** START **

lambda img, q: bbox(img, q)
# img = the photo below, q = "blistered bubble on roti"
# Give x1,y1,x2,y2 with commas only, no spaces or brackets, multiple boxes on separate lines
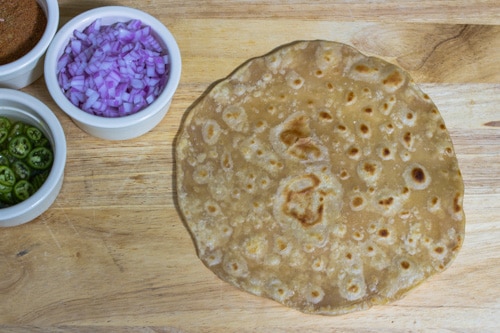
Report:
176,41,465,315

** END **

**Given request**
Write out every line of the entries again, requests included, but leave out the pictures, and scale up the box corner coordinates in the answers by multiplying each one by 1.65 and rounding to a whole number, with halves rounded up. Keep every other number, including those in the requests and their format samples, unchanged.

**Reply to the exercise**
lambda img, q: bbox(img, q)
# img = the photo below, q = "blistered bubble on roti"
# Give x1,y1,x2,y2 with commas only, no spaces or brackets, multiple boxes on separate lines
Report:
290,68,767,520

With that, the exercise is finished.